ACTIVITY -
Reproduce the full event announcement for the NSF Engineering talk word for word.

SELECTED EXCERPT -
____________________

Assistant Director,NSF Engineering Directorate and Professor of Biomedical Engineering, Georgia Tech and Emory School of Medicine

"NSF Engineering: Transforming Our World for a Better Tomorrow"

Thursday, May 12, 2022
1:00 to 2:00 p.m.

This event will be held in a hybrid format in the Wu and Chen Auditorium in Levine Hall (3330 Walnut Street). Additional details, including the Zoom link, are available here.


Dr. Susan Margulies leads the NSF's Directorate for Engineering in its mission to transform our world for a better tomorrow by driving discovery, inspiring innovation, enriching education, and accelerating access. The Engineering Directorate provides about 40 percent of the federal funding for fundamental research in engineering at academic institutions, and distributes over 2200 research awards each year. The Engineering Directorate also helps to advance the NSF's Ten Big Ideas, including the Future of Work at the Human-Technology Frontier, the Quantum Leap, and NSF INCLUDES.

Dr. Margulies joined NSF as the ENG AD in August 2021 after leading Wallace H. Coulter Department of Biomedical Engineering at Georgia Tech and Emory University. She received her BSE in Mechanical and Aerospace Engineering at Princeton and Ph.D. in Bioengineering from the University of Pennsylvania, and post-doctoral training at the Mayo Clinic. She joined the faculty at the University of Pennsylvania in 1993 as an Assistant Professor, rising through the ranks to Professor. In 2017 she became the first faculty member tenured in both the Georgia Institute of Technology and Emory University, and was a department Chair in the College of Engineering at Georgia Tech and in Emory's School of Medicine.

____________________

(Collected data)
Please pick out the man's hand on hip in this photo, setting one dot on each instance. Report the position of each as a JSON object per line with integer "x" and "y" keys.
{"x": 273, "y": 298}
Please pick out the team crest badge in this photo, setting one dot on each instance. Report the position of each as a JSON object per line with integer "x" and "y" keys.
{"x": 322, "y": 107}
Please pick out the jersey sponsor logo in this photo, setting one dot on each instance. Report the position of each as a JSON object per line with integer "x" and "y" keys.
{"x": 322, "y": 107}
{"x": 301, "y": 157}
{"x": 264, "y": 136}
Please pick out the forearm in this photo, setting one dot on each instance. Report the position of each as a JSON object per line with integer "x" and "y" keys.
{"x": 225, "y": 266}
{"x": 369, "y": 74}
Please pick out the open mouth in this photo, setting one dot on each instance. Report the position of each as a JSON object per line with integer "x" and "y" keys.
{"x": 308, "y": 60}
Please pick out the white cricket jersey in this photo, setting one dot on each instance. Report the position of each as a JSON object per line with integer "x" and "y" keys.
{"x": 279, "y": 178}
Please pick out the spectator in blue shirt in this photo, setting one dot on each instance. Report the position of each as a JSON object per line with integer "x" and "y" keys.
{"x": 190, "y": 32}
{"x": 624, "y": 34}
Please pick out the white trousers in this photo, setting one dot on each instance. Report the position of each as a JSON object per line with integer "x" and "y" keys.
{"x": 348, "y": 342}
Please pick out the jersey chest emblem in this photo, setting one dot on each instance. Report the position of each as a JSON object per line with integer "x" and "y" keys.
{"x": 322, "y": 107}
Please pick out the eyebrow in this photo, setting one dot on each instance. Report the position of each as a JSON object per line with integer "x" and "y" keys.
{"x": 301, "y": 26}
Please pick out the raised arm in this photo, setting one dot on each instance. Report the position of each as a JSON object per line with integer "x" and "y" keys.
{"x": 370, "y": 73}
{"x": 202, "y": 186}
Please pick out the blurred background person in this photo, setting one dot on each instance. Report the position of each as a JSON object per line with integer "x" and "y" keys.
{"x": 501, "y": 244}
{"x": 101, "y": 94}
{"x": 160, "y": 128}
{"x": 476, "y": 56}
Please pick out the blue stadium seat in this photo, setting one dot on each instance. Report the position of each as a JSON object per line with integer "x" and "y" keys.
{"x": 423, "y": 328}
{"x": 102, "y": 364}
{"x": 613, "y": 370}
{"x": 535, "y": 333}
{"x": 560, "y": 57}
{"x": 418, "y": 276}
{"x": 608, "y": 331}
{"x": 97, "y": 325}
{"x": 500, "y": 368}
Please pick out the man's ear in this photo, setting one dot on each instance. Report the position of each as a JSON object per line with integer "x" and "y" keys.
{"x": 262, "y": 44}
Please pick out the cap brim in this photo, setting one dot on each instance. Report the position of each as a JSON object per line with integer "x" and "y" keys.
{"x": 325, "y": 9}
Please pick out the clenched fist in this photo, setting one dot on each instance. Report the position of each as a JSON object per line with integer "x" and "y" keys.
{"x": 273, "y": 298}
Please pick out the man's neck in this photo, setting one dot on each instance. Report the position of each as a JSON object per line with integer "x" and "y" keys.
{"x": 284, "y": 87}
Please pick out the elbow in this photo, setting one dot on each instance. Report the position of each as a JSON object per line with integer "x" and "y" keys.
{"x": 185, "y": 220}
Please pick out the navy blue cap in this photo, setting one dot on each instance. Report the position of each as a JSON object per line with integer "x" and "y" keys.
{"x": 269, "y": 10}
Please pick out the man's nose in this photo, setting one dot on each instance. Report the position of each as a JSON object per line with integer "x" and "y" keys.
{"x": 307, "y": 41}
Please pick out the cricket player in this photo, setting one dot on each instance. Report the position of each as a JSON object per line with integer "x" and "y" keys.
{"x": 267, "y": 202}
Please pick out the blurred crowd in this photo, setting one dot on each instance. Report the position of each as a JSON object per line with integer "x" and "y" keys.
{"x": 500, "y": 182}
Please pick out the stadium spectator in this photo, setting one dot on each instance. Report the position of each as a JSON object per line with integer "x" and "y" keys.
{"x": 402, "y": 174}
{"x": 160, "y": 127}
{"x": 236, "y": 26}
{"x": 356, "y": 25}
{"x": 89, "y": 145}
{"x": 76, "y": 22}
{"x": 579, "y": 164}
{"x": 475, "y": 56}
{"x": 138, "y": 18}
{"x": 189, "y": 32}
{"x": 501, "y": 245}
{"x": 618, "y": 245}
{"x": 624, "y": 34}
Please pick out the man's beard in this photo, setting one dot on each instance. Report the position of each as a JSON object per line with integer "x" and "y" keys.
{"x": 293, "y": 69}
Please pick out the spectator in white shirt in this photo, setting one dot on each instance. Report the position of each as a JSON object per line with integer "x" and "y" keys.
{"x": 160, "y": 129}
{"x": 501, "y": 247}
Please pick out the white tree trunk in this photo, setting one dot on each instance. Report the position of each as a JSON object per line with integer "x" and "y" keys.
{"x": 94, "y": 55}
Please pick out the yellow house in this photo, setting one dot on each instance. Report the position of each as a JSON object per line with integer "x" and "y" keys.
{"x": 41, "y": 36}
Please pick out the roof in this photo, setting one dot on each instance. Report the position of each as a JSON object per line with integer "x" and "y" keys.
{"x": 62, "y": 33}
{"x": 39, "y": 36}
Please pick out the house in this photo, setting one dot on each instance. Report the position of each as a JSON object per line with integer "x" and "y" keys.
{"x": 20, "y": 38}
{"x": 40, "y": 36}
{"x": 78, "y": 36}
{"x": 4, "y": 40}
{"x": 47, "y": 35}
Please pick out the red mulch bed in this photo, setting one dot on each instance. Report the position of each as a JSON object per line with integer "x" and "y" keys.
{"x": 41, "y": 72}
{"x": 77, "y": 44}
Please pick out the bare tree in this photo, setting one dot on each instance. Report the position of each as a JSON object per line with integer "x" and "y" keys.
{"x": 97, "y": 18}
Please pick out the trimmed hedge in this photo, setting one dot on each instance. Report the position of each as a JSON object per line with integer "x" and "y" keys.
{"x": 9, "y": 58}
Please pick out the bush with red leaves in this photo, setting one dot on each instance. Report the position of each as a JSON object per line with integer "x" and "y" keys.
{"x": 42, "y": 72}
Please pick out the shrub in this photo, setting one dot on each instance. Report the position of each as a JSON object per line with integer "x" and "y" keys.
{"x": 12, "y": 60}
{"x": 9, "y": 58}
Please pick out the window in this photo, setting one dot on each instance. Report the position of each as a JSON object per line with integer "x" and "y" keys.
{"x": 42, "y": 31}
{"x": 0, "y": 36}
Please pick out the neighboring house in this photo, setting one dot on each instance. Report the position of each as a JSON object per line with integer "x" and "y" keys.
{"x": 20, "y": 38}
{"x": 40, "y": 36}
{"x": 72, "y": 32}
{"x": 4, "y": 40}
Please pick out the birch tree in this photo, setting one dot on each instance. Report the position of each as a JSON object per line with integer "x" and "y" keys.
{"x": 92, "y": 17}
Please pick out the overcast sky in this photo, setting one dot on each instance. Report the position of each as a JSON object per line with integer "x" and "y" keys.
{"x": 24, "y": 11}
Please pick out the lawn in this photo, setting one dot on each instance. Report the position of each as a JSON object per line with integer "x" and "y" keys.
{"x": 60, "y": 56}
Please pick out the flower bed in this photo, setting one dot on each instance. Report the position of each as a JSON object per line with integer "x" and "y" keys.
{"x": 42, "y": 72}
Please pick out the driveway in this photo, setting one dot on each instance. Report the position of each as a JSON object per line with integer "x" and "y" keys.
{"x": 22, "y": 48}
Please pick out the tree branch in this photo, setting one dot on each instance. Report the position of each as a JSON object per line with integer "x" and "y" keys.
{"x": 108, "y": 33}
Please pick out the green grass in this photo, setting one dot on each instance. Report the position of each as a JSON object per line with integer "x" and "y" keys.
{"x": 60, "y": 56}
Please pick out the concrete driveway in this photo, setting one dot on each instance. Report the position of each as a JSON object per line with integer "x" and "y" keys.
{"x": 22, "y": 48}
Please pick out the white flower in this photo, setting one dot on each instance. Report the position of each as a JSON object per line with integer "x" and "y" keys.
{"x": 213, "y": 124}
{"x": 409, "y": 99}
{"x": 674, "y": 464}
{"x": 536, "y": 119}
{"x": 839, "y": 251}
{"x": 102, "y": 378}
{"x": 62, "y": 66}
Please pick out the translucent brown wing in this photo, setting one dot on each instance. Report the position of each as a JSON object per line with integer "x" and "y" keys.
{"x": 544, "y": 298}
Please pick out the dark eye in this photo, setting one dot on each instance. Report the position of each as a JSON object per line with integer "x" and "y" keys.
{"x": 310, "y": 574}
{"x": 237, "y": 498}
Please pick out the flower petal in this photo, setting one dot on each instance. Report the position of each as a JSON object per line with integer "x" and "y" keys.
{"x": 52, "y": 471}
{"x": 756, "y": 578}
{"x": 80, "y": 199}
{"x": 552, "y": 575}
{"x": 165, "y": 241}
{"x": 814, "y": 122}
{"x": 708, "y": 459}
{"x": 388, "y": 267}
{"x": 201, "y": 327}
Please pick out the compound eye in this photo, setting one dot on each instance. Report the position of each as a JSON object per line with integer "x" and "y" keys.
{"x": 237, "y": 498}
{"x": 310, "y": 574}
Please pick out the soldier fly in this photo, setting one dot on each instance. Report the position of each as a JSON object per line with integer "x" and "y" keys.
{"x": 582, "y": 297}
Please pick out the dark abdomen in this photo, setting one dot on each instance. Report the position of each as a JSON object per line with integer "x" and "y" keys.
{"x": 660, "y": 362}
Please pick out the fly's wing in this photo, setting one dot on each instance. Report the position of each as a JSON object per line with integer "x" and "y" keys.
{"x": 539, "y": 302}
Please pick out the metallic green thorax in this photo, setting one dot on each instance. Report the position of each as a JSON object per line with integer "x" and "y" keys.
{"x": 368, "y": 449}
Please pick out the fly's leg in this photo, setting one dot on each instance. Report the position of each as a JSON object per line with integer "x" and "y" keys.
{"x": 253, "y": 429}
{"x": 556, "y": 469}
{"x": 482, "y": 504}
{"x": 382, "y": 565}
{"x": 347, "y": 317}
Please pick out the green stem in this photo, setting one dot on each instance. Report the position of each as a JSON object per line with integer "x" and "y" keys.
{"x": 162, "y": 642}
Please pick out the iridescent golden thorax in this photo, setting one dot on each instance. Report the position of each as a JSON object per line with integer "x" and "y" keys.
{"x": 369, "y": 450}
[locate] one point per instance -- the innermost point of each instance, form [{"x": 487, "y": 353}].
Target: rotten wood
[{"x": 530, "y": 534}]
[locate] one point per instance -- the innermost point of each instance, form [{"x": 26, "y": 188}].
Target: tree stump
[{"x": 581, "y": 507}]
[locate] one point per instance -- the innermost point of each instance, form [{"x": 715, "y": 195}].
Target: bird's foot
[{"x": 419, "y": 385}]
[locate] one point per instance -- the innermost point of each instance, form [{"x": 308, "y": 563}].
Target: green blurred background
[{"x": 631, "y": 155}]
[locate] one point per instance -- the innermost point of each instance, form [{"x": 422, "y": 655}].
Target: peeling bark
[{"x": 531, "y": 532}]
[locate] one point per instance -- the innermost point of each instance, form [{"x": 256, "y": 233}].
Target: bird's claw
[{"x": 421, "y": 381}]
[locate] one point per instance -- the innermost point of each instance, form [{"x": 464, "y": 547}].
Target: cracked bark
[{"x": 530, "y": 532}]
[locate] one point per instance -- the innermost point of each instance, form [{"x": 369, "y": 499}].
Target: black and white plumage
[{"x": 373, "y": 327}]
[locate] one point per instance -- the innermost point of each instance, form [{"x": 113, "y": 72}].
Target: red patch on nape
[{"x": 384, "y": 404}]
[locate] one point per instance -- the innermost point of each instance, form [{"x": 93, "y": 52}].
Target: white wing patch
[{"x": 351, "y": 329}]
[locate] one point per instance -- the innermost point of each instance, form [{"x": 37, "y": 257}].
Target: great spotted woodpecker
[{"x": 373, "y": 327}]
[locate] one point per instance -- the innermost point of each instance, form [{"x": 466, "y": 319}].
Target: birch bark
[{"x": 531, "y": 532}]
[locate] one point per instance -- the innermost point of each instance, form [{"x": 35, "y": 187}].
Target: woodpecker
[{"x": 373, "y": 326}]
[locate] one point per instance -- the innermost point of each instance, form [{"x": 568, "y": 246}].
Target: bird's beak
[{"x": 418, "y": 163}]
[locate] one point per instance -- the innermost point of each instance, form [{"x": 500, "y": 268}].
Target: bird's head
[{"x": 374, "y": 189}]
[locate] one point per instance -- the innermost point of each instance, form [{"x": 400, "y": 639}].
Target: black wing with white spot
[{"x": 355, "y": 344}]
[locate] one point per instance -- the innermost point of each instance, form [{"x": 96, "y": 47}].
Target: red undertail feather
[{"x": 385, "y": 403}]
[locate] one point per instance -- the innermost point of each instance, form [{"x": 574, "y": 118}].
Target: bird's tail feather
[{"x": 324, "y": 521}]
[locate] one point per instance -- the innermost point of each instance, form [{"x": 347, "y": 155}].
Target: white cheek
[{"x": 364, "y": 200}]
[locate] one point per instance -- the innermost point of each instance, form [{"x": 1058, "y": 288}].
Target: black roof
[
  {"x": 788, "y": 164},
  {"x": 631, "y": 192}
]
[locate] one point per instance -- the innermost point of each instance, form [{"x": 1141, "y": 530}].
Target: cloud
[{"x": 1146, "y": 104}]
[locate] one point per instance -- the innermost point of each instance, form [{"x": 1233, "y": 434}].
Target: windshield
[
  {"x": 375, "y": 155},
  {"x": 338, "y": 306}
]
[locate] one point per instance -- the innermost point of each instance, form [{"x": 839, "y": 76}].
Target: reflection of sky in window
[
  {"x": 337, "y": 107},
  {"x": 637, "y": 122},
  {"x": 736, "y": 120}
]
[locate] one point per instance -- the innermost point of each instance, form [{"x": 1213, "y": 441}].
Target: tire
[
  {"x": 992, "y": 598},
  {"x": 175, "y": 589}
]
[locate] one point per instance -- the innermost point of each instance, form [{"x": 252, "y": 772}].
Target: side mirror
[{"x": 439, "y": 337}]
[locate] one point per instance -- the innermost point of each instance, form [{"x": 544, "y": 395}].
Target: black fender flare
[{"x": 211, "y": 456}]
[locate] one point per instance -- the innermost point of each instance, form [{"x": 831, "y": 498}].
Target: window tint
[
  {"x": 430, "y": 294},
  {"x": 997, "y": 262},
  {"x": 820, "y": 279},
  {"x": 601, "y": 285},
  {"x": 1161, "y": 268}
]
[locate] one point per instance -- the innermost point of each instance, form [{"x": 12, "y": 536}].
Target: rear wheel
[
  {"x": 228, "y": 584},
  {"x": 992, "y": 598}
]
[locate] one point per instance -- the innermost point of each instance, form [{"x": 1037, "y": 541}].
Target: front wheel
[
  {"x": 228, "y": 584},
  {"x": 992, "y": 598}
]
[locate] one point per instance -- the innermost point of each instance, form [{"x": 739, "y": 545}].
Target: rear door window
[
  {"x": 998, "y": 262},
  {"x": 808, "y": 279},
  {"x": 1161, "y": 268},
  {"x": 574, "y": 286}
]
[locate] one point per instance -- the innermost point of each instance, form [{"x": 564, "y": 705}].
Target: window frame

____________________

COMPLETED TASK -
Assistant Director,NSF Engineering Directorate and Professor of Biomedical Engineering, Georgia Tech and Emory School of Medicine

"NSF Engineering: Transforming Our World for a Better Tomorrow"

Thursday, May 12, 2022
1:00 to 2:00 p.m.

This event will be held in a hybrid format in the Wu and Chen Auditorium in Levine Hall (3330 Walnut Street). Additional details, including the Zoom link, are available here.


Dr. Susan Margulies leads the NSF's Directorate for Engineering in its mission to transform our world for a better tomorrow by driving discovery, inspiring innovation, enriching education, and accelerating access. The Engineering Directorate provides about 40 percent of the federal funding for fundamental research in engineering at academic institutions, and distributes over 2200 research awards each year. The Engineering Directorate also helps to advance the NSF's Ten Big Ideas, including the Future of Work at the Human-Technology Frontier, the Quantum Leap, and NSF INCLUDES.

Dr. Margulies joined NSF as the ENG AD in August 2021 after leading Wallace H. Coulter Department of Biomedical Engineering at Georgia Tech and Emory University. She received her BSE in Mechanical and Aerospace Engineering at Princeton and Ph.D. in Bioengineering from the University of Pennsylvania, and post-doctoral training at the Mayo Clinic. She joined the faculty at the University of Pennsylvania in 1993 as an Assistant Professor, rising through the ranks to Professor. In 2017 she became the first faculty member tenured in both the Georgia Institute of Technology and Emory University, and was a department Chair in the College of Engineering at Georgia Tech and in Emory's School of Medicine.